━━ PAGE
Having to make such massive changes and decision in such short time meant that perfection was not obtainable. Barney Frank justifiably wanted some assurance that compensation to the executives would suffer from their misdeeds, but there simply was not enough time to rule of thousands of contracts during the time period that decisions had to be made.
Wall Street clearly engaged in risks it did not understand, but neither did the regulators such as Greenspan and his successor Bernanke. Complicated risk models gave the CEO’s delusional certainty, but eventually the party came crashing down for the same reason all bubbles burst; lack of trust and confidence.
But Sorkin spends little space getting into the detail of the causes of the crash and suitably stays focused on the urgency and the actions required in response.
For more information on the background that caused the crisis I recommend The Housing Boom and Bust by Thomas Sowell, Financial Fiasco by Johan Norberg, most of all After the Fall: saving Capitalism from Wall Street – and Washington by Nicole Gelinas.
Sowell and Norberg focus more on the misguided Government fiscal and monetary policies that inflated the housing bubble, but Nicole Gelinas also analyzes which good regulations were unfortunately removed (and by who) and which bad ones were inappropriately applied.
A crisis of this nature required the perfect storm of many great errors to all focus their retribution at the same time. Unfortunately the media large engages in partisanship and demonization and few people will take the time to understand what happened and why. It is complicated but engaging the problem reveals basic principles of sound policy that were violated as they were in previous bubbles.
History repeats itself but never the same way.
━━━━
━━ LISTED ENTRIES
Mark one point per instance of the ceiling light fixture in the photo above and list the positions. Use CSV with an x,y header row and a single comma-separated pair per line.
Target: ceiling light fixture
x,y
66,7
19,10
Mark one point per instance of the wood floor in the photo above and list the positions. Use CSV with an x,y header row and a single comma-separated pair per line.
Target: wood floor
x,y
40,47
━━━━
WORK TO BE COMPLETED =
In the passage on the financial crisis, what gave the CEOs delusional certainty?

RIGHT ANSWER =
Complicated risk models.